**Given information:**
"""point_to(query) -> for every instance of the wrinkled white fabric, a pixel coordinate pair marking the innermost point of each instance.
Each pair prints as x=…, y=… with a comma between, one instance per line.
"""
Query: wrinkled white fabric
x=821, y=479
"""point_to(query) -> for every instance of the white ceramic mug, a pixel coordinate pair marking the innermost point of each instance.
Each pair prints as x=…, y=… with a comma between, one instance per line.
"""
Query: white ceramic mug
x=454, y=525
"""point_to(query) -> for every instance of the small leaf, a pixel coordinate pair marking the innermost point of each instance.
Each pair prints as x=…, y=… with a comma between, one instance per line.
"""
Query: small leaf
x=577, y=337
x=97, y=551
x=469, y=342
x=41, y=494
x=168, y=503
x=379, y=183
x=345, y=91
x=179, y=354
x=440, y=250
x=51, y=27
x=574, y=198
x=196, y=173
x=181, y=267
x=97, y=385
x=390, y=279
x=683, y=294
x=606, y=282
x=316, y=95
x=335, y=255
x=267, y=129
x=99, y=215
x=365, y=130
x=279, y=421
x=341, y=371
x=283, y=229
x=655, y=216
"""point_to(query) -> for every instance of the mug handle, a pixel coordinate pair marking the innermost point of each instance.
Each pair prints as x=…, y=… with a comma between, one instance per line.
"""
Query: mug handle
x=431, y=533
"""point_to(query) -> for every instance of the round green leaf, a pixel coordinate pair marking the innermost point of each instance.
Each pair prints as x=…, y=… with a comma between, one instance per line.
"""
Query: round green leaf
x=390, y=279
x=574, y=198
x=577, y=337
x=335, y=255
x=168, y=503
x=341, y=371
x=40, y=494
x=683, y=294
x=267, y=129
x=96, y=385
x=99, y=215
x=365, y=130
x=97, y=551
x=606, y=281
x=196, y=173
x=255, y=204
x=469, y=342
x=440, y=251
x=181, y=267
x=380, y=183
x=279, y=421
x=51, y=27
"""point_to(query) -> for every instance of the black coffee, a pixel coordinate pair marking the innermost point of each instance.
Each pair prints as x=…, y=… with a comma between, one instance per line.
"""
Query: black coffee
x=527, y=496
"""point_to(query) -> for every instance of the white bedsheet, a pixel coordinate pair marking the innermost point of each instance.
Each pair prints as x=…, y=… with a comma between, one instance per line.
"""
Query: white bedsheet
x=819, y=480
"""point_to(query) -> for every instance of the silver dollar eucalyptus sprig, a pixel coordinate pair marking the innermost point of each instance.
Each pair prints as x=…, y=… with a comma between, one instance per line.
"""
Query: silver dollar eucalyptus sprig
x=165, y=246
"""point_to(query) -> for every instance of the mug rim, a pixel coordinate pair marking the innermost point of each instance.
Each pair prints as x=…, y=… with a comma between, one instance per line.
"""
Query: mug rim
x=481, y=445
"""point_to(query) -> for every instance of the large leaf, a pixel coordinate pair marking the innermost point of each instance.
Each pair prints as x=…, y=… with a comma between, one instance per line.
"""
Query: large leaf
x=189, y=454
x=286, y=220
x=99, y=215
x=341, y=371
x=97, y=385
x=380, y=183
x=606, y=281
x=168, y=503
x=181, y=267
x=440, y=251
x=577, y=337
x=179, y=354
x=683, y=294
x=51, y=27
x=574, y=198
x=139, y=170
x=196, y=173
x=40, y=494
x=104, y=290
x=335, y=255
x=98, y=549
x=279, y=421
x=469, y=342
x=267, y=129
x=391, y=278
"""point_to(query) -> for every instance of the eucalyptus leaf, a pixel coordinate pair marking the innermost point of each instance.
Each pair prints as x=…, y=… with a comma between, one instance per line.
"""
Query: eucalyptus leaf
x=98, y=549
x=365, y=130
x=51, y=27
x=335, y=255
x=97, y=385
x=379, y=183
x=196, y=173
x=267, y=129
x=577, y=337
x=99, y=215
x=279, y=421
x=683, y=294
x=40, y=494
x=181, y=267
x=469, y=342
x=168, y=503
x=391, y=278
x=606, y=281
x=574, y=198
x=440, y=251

**Instructions for the task:** Copy the stretch of entries from the line containing "of the silver" through the line containing "x=165, y=246", both included, and reduce every coordinate by 47.

**Expected answer:**
"""point_to(query) -> for every instance of the silver dollar eucalyptus sprig, a pixel coordinate pair marking the innermost point of each instance.
Each pair prints as x=…, y=… with a comma between, one instance per line.
"""
Query: silver dollar eucalyptus sprig
x=118, y=199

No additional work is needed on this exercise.